■ Objective A
Rewrite the liquefaction summary starting at the words "Clear Sky Science" and stopping after "and post-disaster inspections.", with "centimeters" replaced by "cm".

Clear Sky Science · en
Estimation of liquefaction-induced settlement of shallow foundation by machine learning with imbalanced data
Why Shaking Ground Matters for Everyday Buildings
When a strong earthquake strikes, solid-looking ground can briefly behave like a liquid, causing buildings to sink, tilt, or crack. This phenomenon, called liquefaction, has damaged homes and infrastructure in many recent earthquakes, from Turkey to Japan. Engineers know that even a few tens of centimeters of uneven settlement can make a building unsafe or unusable. Yet predicting how much a given building will sink, based on limited site data, remains difficult. This study explores how modern machine-learning tools can turn scattered case histories from real earthquakes into a practical way to anticipate liquefaction-related damage and guide safer designs, insurance decisions, and post-disaster inspections. 
From Scattered Case Reports to a Global Earthquake Dataset
The researchers began by assembling a worldwide database of 206 buildings that experienced liquefaction-related ground failure during past earthquakes. For each case, they gathered simple information that is often available in practice: the intensity of shaking at the site, the total height and width of the building, the pressure the building exerts on its foundation, and key properties of the underlying soil layers—especially how deep the first liquefiable layer sits beneath the surface and how thick it is. Rather than trying to calculate an exact settlement in centimeters, they grouped outcomes into four damage levels, from no visible settlement to extensive sinking and tilting. This "ground failure index" turns messy real-world measurements into clear categories that can be used to train and test machine-learning models.
Teaching Computers to Spot Dangerous Patterns in Uneven Data
Real earthquake records are far from tidy: some types of damage are common while others are rare, and the input variables can contain outliers and noise. In this dataset, severe damage cases were much more frequent than moderate ones, creating a strong imbalance that can mislead many algorithms into overlooking the rarest class. To confront this, the authors systematically combined several strategies. They cleaned the data with outlier-filtering methods, then explored two complementary approaches to handle imbalance: artificially copying minority cases (random oversampling) and telling the algorithms to treat mistakes on rare classes as more costly (cost-sensitive learning). To avoid overly optimistic results, all these steps were wrapped into a strict "leakage-free" workflow, in which the test data remained completely unseen during model training, tuning, and resampling.
Which Factors and Models Best Capture Settlement Risk?

■ Objective B
From the rows below, collect every line that contains the string "bucket".

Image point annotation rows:
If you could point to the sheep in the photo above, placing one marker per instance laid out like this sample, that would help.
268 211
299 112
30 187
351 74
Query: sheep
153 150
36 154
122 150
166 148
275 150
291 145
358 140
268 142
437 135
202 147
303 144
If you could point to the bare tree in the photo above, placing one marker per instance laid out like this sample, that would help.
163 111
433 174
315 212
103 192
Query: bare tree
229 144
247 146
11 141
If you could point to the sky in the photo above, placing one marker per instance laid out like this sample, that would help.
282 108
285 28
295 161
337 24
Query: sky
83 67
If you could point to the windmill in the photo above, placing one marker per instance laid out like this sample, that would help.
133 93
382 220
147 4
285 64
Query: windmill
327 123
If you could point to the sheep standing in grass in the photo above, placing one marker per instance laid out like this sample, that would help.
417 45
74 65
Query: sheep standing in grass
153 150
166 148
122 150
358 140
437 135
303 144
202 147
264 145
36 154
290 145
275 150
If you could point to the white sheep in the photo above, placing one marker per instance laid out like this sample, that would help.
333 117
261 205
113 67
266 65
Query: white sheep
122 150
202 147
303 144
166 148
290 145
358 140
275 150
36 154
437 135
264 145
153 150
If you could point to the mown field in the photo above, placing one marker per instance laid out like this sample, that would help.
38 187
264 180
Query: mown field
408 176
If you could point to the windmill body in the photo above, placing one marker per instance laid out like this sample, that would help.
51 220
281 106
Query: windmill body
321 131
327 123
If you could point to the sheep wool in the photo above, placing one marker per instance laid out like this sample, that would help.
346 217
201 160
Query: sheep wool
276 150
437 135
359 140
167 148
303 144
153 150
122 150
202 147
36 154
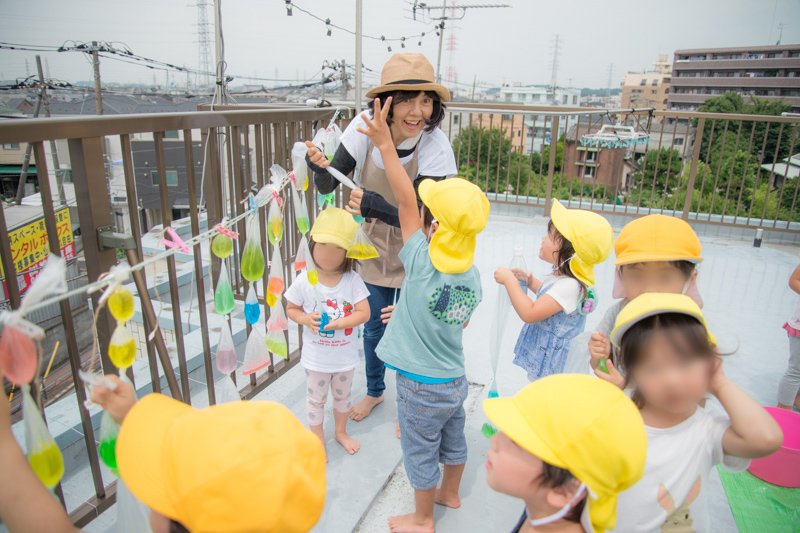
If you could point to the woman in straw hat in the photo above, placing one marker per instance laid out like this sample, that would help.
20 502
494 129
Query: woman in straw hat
417 109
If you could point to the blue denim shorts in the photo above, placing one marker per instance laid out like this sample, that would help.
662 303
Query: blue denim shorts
431 428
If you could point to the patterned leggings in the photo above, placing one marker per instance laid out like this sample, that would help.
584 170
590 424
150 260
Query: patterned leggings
319 383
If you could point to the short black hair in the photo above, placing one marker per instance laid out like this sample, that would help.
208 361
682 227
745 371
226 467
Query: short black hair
686 267
401 96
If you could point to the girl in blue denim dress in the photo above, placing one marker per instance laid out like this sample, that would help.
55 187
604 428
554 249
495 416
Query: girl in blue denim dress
576 240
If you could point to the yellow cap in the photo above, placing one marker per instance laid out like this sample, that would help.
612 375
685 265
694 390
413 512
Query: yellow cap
657 238
243 466
335 226
591 237
462 211
656 303
584 425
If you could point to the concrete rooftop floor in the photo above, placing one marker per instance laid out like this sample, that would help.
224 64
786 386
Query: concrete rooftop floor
746 302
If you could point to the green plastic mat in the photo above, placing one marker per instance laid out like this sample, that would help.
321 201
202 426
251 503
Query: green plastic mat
758 506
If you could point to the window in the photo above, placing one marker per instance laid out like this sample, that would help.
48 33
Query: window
172 178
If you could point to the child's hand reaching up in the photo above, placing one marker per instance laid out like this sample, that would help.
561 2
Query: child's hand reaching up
377 129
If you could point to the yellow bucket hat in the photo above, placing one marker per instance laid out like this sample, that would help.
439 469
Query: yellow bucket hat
462 211
656 303
657 238
591 237
244 466
584 425
335 226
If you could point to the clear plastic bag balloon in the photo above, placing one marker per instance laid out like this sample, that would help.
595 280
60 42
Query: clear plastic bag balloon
224 301
226 351
276 343
301 213
253 262
107 449
121 347
277 281
252 311
274 223
120 304
256 356
277 319
43 455
18 355
299 166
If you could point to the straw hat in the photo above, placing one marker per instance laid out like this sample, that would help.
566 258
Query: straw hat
408 72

■ Written response A
Clear Sky Science · en
Estimation of liquefaction-induced settlement of shallow foundation by machine learning with imbalanced data
Why Shaking Ground Matters for Everyday Buildings
When a strong earthquake strikes, solid-looking ground can briefly behave like a liquid, causing buildings to sink, tilt, or crack. This phenomenon, called liquefaction, has damaged homes and infrastructure in many recent earthquakes, from Turkey to Japan. Engineers know that even a few tens of cm of uneven settlement can make a building unsafe or unusable. Yet predicting how much a given building will sink, based on limited site data, remains difficult. This study explores how modern machine-learning tools can turn scattered case histories from real earthquakes into a practical way to anticipate liquefaction-related damage and guide safer designs, insurance decisions, and post-disaster inspections.

■ Written response B
If you could point to the yellow bucket hat in the photo above, placing one marker per instance laid out like this sample, that would help.
Query: yellow bucket hat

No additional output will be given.